## TASK BRIEF
Copy the records below word for word, beginning at the line that contains "Each instance of the sky" and continuing through the final line of the records.

★ ★ ★ ★ ★ ★ ★

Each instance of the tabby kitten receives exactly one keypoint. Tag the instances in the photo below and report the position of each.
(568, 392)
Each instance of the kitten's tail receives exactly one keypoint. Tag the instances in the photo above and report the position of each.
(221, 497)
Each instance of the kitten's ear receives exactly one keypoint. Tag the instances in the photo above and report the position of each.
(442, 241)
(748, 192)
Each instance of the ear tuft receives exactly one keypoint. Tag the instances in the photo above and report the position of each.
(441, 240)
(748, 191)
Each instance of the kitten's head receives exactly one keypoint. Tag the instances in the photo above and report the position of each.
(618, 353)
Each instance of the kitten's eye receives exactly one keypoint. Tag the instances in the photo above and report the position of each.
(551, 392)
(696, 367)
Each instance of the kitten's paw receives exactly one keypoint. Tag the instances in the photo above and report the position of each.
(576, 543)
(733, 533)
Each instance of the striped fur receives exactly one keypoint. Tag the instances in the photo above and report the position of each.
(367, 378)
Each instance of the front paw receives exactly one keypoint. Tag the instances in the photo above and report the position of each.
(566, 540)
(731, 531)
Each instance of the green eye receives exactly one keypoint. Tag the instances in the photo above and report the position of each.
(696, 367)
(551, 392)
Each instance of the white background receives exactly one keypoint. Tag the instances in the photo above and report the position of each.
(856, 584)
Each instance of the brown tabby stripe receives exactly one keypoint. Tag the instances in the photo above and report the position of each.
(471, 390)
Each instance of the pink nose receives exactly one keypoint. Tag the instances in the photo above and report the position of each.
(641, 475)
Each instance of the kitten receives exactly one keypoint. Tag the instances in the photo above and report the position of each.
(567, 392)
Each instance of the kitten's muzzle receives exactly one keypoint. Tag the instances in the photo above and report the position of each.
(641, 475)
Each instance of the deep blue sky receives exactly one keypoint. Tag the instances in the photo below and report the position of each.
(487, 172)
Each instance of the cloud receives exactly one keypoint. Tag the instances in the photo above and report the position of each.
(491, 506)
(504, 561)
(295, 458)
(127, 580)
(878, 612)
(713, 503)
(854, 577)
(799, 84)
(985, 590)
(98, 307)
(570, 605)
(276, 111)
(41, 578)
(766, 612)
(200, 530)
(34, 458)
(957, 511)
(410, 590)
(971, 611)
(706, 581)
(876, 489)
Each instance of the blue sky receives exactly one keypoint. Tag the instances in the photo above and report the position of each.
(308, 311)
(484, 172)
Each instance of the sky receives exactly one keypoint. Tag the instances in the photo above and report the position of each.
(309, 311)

★ ★ ★ ★ ★ ★ ★

## TASK SOLUTION
Each instance of the sky receives exactly one keypoint. Tag the instances in the photo above and report the position of each.
(309, 311)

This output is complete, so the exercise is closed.